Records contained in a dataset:
──────────

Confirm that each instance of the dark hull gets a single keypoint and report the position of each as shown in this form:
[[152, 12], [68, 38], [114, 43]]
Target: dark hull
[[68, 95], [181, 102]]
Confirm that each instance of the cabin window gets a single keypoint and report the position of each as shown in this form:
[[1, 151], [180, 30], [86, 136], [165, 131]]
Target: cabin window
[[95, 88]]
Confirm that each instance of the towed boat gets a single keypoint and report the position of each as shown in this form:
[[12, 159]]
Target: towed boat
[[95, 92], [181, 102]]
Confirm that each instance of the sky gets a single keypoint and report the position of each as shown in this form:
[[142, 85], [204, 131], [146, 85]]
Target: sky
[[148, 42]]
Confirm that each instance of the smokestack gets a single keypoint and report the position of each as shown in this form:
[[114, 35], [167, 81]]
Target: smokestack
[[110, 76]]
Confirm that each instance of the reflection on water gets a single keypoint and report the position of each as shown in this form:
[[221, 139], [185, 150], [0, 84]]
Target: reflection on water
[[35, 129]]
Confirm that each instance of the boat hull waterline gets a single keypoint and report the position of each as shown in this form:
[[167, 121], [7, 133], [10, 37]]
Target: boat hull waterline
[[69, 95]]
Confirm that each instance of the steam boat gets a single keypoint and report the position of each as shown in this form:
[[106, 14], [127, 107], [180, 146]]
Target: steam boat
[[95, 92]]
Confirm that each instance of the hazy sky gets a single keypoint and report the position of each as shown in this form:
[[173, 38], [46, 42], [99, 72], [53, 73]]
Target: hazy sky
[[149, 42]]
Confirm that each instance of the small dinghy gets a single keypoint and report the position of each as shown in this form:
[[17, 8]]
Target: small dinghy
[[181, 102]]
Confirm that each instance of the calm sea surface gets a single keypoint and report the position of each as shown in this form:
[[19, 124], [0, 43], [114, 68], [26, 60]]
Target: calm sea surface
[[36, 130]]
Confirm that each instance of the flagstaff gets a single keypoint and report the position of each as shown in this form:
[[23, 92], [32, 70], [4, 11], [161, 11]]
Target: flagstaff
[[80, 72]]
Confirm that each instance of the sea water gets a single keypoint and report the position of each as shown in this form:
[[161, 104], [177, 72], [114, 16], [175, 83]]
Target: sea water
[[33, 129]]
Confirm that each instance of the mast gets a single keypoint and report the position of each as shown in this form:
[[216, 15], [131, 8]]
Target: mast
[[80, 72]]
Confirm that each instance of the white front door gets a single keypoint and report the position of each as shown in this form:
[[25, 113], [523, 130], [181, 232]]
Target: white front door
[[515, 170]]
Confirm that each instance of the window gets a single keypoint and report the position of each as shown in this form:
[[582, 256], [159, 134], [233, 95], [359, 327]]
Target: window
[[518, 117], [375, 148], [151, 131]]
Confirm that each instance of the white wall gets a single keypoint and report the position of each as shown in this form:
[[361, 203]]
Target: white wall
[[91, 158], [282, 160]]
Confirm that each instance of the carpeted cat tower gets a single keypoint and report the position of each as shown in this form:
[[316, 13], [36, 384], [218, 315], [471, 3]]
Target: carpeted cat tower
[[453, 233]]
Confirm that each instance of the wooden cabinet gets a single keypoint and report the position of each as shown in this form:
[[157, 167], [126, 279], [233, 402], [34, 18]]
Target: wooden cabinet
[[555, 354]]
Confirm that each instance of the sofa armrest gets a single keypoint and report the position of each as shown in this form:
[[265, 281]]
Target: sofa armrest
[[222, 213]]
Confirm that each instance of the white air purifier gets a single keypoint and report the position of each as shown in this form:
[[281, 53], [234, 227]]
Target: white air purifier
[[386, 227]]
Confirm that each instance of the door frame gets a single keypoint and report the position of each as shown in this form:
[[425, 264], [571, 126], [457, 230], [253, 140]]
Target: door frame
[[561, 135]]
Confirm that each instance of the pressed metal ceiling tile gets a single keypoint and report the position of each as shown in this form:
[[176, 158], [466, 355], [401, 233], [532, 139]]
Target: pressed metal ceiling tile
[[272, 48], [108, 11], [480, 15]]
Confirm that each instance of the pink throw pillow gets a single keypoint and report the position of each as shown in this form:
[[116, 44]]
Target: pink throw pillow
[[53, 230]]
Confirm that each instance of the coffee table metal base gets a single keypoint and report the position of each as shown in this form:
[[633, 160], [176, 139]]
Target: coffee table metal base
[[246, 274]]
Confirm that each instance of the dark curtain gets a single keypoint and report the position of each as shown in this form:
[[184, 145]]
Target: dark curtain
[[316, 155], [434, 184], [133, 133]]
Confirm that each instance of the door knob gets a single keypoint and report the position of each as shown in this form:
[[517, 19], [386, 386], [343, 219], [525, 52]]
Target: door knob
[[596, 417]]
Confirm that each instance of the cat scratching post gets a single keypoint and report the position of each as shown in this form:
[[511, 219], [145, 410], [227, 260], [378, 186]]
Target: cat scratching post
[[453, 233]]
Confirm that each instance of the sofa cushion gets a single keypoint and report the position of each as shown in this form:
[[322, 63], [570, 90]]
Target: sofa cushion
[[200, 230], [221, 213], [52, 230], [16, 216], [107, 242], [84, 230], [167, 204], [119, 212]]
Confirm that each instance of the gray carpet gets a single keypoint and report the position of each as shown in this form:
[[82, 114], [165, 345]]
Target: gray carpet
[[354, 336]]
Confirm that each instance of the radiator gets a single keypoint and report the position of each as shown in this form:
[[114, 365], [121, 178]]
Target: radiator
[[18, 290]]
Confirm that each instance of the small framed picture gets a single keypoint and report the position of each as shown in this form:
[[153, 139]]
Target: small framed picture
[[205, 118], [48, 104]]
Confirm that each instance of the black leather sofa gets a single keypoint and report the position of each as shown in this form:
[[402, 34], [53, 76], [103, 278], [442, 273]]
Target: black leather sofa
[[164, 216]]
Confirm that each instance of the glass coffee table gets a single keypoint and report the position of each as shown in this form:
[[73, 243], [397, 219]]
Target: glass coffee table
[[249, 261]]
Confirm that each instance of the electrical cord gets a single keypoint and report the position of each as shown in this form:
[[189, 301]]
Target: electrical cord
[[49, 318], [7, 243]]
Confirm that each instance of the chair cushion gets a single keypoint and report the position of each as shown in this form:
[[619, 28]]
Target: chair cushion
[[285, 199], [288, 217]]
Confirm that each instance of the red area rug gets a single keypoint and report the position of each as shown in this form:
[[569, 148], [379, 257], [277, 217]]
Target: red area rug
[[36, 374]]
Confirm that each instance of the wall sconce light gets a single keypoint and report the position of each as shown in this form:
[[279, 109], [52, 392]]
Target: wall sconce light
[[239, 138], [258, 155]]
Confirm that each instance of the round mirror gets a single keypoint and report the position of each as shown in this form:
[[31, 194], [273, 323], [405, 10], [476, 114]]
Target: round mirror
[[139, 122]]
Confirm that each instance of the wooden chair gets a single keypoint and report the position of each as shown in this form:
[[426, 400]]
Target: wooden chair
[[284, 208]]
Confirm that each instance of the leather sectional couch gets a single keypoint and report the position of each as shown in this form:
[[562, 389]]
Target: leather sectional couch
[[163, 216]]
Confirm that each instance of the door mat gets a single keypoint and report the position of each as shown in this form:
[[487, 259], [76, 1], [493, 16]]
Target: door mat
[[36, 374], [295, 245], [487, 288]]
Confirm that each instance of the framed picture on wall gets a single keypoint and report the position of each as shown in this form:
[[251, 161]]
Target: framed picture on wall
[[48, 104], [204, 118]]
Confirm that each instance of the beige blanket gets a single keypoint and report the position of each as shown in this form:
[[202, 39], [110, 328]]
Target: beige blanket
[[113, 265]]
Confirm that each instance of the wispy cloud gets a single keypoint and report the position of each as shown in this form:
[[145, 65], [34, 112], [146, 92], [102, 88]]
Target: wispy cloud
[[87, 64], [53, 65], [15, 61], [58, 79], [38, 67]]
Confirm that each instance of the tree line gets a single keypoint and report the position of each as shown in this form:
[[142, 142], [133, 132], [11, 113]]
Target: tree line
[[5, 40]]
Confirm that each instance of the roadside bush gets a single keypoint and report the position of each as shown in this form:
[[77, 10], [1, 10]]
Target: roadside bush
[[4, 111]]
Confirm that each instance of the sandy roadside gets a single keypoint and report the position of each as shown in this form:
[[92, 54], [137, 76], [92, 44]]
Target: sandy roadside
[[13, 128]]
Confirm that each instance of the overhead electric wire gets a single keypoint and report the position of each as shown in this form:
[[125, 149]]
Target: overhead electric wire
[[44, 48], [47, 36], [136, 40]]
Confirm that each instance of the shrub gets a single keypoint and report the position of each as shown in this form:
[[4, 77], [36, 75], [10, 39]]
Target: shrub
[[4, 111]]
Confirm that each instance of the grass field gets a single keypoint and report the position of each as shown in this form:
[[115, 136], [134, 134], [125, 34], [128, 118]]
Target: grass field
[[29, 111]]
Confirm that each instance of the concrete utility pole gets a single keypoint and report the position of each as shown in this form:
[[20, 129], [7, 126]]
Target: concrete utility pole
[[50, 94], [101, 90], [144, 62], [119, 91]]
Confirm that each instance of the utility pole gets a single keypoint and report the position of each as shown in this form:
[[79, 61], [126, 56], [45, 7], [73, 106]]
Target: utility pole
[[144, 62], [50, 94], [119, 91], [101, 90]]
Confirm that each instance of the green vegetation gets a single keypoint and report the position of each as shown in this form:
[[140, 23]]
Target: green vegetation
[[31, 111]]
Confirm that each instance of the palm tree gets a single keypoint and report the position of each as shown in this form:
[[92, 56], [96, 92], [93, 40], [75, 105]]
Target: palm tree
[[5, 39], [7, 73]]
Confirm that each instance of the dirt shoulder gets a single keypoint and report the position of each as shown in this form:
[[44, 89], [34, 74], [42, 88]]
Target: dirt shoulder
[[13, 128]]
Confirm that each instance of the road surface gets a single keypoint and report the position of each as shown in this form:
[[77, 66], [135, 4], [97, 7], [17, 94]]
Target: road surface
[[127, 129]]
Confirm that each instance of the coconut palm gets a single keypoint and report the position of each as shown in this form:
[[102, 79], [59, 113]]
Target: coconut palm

──────────

Instructions to follow:
Scan the entries above for the word "coconut", then copy every line in which it occurs.

Response:
Confirm that each instance of the coconut palm gets a single keypoint and report the position of each as shown in this form:
Target: coconut palm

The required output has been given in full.